**What is needed**
Taking the lines below one at a time, count those with the string "pixels" and give the result alone.

-------- Dataset records --------

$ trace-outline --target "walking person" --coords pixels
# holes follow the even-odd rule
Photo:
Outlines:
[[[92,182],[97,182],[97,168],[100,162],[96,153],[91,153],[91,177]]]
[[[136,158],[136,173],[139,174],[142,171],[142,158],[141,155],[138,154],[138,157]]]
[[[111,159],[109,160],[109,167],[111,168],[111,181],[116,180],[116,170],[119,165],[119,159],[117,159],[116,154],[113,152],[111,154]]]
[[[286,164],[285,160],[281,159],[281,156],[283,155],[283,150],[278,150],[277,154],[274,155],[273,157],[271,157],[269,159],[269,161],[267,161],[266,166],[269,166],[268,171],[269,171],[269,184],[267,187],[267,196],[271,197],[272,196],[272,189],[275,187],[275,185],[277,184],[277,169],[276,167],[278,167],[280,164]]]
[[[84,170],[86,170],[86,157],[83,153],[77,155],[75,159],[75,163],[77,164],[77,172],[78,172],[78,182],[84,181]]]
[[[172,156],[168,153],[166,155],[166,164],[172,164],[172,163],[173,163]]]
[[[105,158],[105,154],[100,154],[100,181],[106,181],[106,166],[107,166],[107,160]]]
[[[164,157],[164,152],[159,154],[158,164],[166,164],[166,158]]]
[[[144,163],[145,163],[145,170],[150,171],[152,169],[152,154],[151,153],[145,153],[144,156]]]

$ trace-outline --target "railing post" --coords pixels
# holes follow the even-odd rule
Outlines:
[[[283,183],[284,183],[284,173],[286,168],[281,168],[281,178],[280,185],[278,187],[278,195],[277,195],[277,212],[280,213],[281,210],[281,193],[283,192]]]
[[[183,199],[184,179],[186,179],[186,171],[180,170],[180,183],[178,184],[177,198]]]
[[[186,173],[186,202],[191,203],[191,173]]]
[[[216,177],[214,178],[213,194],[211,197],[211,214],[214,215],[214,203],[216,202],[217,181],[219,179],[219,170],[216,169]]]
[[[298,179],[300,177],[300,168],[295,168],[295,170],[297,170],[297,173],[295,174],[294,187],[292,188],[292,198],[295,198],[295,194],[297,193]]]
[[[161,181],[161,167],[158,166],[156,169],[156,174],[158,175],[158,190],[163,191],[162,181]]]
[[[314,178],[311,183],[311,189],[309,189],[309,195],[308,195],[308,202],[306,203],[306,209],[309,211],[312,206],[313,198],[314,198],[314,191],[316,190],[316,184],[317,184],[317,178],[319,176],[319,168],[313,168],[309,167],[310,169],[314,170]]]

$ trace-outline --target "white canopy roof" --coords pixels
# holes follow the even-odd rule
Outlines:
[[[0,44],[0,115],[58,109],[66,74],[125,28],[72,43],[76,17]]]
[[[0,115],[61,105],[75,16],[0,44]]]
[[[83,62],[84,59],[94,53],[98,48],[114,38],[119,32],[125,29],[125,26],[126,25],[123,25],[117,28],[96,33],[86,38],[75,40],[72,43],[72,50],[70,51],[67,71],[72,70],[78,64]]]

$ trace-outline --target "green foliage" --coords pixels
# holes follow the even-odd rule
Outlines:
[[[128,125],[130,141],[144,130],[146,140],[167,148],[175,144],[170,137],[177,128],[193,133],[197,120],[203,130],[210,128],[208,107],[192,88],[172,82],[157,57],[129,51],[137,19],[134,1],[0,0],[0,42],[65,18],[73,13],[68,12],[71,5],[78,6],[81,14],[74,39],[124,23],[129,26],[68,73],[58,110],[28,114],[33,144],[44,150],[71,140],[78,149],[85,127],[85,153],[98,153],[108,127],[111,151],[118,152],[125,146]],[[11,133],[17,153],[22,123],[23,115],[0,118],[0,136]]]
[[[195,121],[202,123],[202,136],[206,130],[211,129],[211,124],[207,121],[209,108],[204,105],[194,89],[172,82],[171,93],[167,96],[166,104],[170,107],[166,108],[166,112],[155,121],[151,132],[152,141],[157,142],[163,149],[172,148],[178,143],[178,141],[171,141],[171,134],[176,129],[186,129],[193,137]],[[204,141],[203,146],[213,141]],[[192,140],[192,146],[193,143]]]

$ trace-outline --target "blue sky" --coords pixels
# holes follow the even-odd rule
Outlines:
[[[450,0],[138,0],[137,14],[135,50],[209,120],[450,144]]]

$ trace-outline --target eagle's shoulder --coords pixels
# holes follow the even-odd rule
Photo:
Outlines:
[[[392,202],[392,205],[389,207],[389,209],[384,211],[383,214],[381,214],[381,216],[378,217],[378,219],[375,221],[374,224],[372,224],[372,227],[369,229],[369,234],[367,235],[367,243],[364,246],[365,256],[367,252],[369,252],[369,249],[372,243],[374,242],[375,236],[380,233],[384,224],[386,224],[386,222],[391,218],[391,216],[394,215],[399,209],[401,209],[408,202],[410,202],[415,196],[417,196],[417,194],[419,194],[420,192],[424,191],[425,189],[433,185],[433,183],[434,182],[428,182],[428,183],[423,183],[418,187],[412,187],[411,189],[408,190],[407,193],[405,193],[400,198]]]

--------

**Response to the exercise**
6